Copy all of the data below line by line, changing only the bounding-box coordinates: scale each one by 0.95 and round it to the nearest whole number, rounding halves up.

(Stored data entries)

§ §

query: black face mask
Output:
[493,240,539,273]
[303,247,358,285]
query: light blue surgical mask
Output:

§ §

* Written solution:
query: black face mask
Output:
[468,228,512,259]
[288,235,340,271]
query: light blue surgical mask
Output:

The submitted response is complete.